- **Task**:
In the blog post about the first IVF appointment of the year, how long was the drive to the appointment?

- **Provided passage**:
↓

Hey guys!
As many of you know, we had our first IVF appointment of the year yesterday! We are starting FRESH. We aren’t bringing anything from last year into this year (except more knowledge than we originally had, and lots of faith)!
I started the morning with a prayer, but it quickly went downhill from there.
I don’t know why I did it, but I scheduled the appointment for the very first minute it was physically possible for me to get there. I had to get up, teach an hour-long fitness class, get home, shower & get ready, & drive 45 minutes to get there for exactly 1pm. No time cushion. AT. ALL…. WHYY?? Probably because when I made the appointment, I was so eager to get started that I wasn’t thinking straight.
So you can imagine how stressed I was when one of my clients wanted to have an in depth conversation after class about a fundraising project we’re working on. I tried to be nice and politely tell her that I was running late & had to go. But she wouldn’t let up– like in my personal space, walking one step forward for every step I walked back– not letting up. I was a millisecond away from going off (which I’ve NEVER done in front of any of my clients, THANK GOD) when one of my friends & fellow instructor noticed what was happening & quickly stepped in. Without skipping a beat, she stood between us and offered to stay & lock up for me so I could get going since she knew I was in a hurry. And at that very second, I JETTED! (Thank you SOOO much A!! You know who you are! And you KNOW what a fetch move that was!!!! High 5!)

↑

- **Data for analysis**:

↓

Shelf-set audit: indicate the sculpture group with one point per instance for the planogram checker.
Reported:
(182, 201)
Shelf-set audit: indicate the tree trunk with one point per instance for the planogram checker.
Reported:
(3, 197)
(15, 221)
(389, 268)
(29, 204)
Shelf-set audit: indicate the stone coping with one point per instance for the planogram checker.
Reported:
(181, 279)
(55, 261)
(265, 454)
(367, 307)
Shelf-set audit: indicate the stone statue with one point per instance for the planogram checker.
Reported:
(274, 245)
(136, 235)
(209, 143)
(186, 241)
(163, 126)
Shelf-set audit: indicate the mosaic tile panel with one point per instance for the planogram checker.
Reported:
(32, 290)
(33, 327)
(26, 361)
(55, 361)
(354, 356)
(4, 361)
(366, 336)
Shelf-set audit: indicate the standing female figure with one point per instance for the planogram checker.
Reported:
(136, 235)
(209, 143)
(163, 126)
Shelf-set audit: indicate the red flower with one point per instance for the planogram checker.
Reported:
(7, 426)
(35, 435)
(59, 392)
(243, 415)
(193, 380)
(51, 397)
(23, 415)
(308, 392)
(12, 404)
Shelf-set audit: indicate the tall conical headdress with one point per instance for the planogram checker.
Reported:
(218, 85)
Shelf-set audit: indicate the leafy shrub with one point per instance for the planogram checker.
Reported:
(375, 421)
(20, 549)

↑
↓

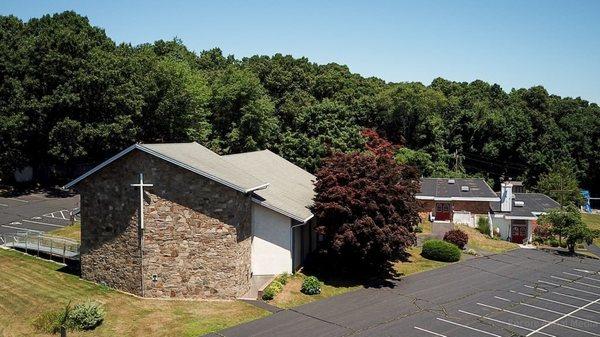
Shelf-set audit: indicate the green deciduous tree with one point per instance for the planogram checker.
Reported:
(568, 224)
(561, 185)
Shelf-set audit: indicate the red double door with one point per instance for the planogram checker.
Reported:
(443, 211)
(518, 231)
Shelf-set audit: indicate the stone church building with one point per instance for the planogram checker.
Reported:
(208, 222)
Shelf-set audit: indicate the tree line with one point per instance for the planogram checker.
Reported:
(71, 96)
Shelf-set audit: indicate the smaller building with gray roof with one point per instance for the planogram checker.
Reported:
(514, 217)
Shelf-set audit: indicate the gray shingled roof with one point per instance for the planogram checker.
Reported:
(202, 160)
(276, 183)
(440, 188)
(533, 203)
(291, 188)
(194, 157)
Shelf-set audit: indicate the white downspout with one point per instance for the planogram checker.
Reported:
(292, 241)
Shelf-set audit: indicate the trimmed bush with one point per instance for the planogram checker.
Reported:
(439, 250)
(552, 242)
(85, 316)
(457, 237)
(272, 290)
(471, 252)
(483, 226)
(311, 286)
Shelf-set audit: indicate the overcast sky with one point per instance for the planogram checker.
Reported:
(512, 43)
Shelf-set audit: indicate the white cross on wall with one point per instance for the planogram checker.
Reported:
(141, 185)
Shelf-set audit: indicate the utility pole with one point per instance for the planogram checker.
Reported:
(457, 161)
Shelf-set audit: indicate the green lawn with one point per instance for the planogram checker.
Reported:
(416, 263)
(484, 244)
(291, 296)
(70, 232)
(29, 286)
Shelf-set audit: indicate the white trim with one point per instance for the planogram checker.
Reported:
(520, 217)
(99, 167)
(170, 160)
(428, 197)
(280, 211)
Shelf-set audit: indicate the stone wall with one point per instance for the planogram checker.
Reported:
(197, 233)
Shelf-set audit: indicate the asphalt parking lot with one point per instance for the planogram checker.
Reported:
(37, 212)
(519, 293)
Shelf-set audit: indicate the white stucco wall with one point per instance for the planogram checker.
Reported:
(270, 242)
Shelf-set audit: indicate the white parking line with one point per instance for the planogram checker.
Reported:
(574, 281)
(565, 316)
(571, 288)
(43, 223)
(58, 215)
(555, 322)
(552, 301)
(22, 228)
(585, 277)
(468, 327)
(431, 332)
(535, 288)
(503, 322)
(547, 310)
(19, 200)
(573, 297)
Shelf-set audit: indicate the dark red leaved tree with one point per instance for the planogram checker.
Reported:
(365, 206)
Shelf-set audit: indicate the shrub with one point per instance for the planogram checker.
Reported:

↑

- **Answer box**:
45 minutes.